Aim of the exercise: Write out every entry, unchanged. Skip any picture.

Image point grounding data:
•••
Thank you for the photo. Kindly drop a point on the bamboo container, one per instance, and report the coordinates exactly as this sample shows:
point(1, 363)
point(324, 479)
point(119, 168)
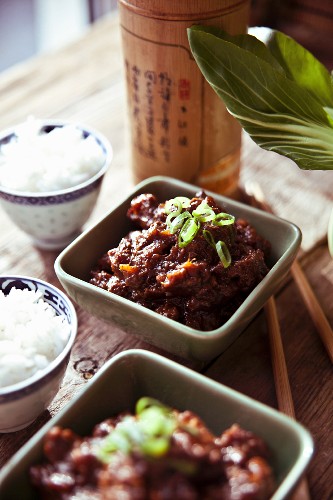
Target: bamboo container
point(179, 126)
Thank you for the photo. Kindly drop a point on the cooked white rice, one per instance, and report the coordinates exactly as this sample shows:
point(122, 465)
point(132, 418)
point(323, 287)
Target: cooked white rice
point(31, 335)
point(43, 162)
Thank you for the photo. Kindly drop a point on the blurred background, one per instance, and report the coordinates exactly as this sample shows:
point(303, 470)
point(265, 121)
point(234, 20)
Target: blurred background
point(31, 27)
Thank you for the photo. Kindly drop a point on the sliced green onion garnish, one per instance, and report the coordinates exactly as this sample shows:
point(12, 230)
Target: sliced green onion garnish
point(223, 253)
point(146, 402)
point(189, 224)
point(186, 202)
point(209, 237)
point(188, 232)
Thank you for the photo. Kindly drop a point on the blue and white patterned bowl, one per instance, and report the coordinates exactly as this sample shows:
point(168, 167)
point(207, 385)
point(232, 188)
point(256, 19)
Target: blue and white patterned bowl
point(54, 219)
point(21, 403)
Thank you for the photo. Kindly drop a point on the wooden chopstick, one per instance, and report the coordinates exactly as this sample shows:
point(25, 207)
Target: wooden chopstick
point(281, 379)
point(282, 386)
point(315, 310)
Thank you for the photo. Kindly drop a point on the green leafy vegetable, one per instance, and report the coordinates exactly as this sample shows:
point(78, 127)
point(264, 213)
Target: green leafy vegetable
point(278, 91)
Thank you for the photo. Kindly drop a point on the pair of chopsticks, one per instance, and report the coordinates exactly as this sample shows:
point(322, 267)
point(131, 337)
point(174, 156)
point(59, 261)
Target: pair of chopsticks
point(323, 327)
point(280, 372)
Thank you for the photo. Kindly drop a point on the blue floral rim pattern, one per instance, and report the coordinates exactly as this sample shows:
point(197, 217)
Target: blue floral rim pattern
point(51, 199)
point(52, 297)
point(72, 194)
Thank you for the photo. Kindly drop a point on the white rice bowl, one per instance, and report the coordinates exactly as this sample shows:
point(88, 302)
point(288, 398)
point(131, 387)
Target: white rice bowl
point(31, 335)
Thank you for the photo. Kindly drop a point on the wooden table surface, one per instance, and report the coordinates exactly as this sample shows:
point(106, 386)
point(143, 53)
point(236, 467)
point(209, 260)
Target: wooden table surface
point(85, 82)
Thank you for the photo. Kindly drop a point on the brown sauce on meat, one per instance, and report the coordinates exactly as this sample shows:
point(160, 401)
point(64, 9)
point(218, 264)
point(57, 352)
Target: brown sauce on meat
point(190, 284)
point(197, 466)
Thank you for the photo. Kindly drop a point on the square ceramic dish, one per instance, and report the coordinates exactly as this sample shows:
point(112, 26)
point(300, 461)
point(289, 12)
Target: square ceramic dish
point(137, 373)
point(75, 263)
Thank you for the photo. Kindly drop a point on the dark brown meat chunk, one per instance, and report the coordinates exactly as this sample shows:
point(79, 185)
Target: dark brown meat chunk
point(189, 284)
point(197, 466)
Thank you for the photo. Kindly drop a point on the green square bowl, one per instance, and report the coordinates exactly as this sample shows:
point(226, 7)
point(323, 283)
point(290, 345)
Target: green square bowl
point(74, 264)
point(137, 373)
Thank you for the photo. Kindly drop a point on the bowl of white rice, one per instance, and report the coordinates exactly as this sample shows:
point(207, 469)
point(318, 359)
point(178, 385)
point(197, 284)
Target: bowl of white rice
point(51, 173)
point(38, 326)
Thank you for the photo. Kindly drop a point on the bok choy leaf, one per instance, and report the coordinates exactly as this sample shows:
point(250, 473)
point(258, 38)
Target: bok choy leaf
point(278, 91)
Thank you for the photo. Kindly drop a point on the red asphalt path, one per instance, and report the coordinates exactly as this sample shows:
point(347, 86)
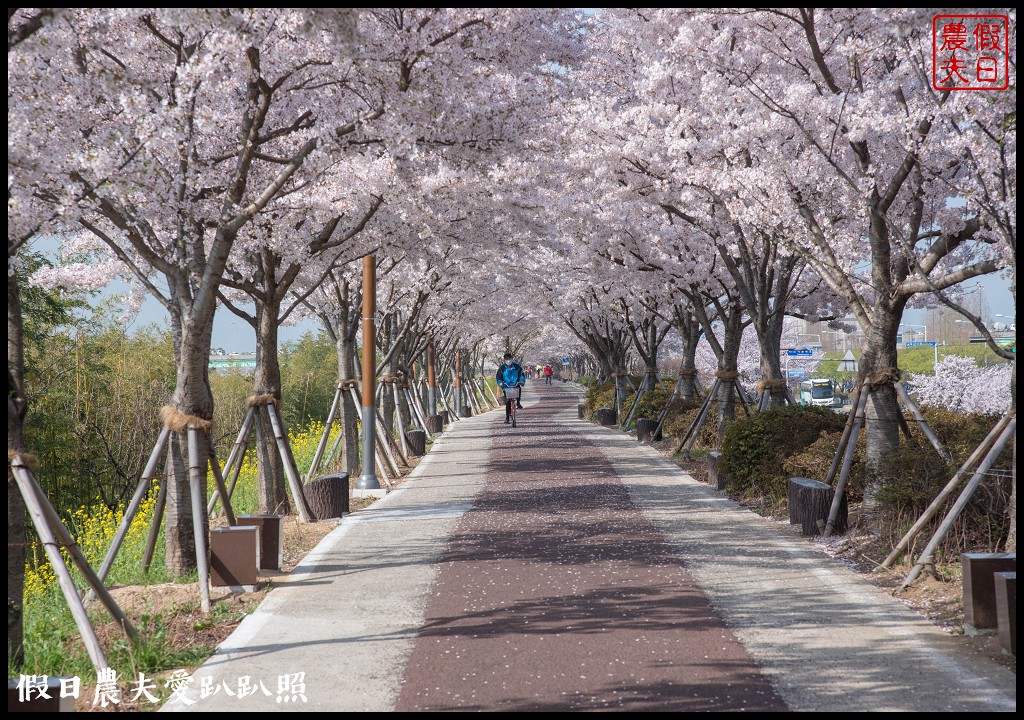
•••
Exercise solution:
Thank you for the photo. Kindly drop a point on the bamboo container, one per instance, and report the coordinates exactly as this sample shows:
point(1, 363)
point(324, 479)
point(119, 168)
Target: bamboo container
point(179, 126)
Thank you for the photo. Kindly drop a point on the cooked white rice, one per instance, and report the coordinates exactly as this sample shows:
point(122, 465)
point(132, 418)
point(323, 287)
Target: cooked white rice
point(31, 335)
point(43, 162)
Thank you for the photo. Kindly drop a point on the blurred background, one per instance, and report the coordinates exactly as this sample shows:
point(303, 470)
point(265, 121)
point(234, 20)
Target: blurred background
point(31, 27)
Thank you for the photo. Kindly drop a point on the sliced green onion garnish, one per instance, and report the coordinates exactly as this sample shows:
point(12, 230)
Target: sliced green onion garnish
point(223, 253)
point(146, 402)
point(189, 224)
point(186, 202)
point(209, 237)
point(188, 232)
Thank you for the photo. Kindly drop a point on the blue and white patterned bowl, one per instance, and report the coordinates exactly as this sample shows:
point(168, 167)
point(207, 385)
point(232, 188)
point(256, 19)
Target: blue and white patterned bowl
point(54, 219)
point(21, 403)
Thank you for the photo. Kindly drop a point on the wooden chopstick, one per instance, and report the coordinates exactly as this sample shows:
point(25, 207)
Target: wooden chopstick
point(281, 379)
point(282, 386)
point(315, 310)
Thank you for the photo. Kindly drop a point on the green leafy vegetable, one per instance, and report the coordinates exactly as this sample shows:
point(78, 127)
point(264, 213)
Target: green leafy vegetable
point(278, 91)
Thank you for the photo. Kindly drop a point on the pair of chopsticks, one per instance, and report the coordinates exactly as this sample shows:
point(322, 267)
point(131, 337)
point(174, 156)
point(59, 261)
Target: pair of chopsticks
point(323, 327)
point(280, 372)
Thank you for the photo. Kindly drop a point on the blue floral rim pattern, one per instance, and report the coordinates exactly as this sample shows:
point(197, 217)
Target: blue floral rim pattern
point(51, 199)
point(52, 297)
point(72, 194)
Thank you for the photo. Kindly drop a point on the white rice bowl, one per instance, and report the coordinates exactly as this sample shows:
point(88, 302)
point(288, 398)
point(131, 387)
Target: white rice bowl
point(31, 335)
Thank you for the photo. Kindly drop a point on the wooden table surface, one per instance, and report the coordinates exactly as this sample shows:
point(106, 386)
point(143, 53)
point(236, 467)
point(209, 260)
Target: wooden table surface
point(85, 82)
Thank you for the photo. Kindly drop a point on the brown sauce on meat, one per instance, and report the coordinates exactly as this sample shows:
point(160, 401)
point(64, 9)
point(218, 264)
point(57, 352)
Target: brown sauce on meat
point(190, 284)
point(197, 466)
Thank you for the photo. Kindly drop a point on the square ceramic dish, one per instance, and report the coordinates exactly as this sample shows:
point(112, 26)
point(300, 461)
point(289, 12)
Target: square ceramic dish
point(137, 373)
point(75, 263)
Thank you for the photo. Kindly drop a point on the dark brown meat chunk, one per instance, and report the coordinates exactly as this sample shows:
point(79, 185)
Target: dark brown meat chunk
point(189, 284)
point(197, 466)
Thank you for the photo. Kindly drop a point on the green square bowl, one per instance, and report the coordinates exactly as this sample shows:
point(226, 7)
point(323, 283)
point(290, 345)
Target: green square bowl
point(74, 264)
point(137, 373)
Thank you for the photo. Kindly drop a point on the bowl of white rice, one per instance, and report the coordinates exactly as this sample shows:
point(207, 469)
point(318, 359)
point(178, 385)
point(197, 284)
Target: bowl of white rice
point(51, 173)
point(38, 326)
Thank you for the photo. Kindly drop a point on the bok choy leaf, one per instance, and report the coordinates exactly as this sample shows:
point(250, 473)
point(258, 38)
Target: bok choy leaf
point(278, 91)
Thank you for the photo. Kindly drop a point on the red asphalt path, one per instance, and report the coordinates exactly as this sample shows:
point(347, 86)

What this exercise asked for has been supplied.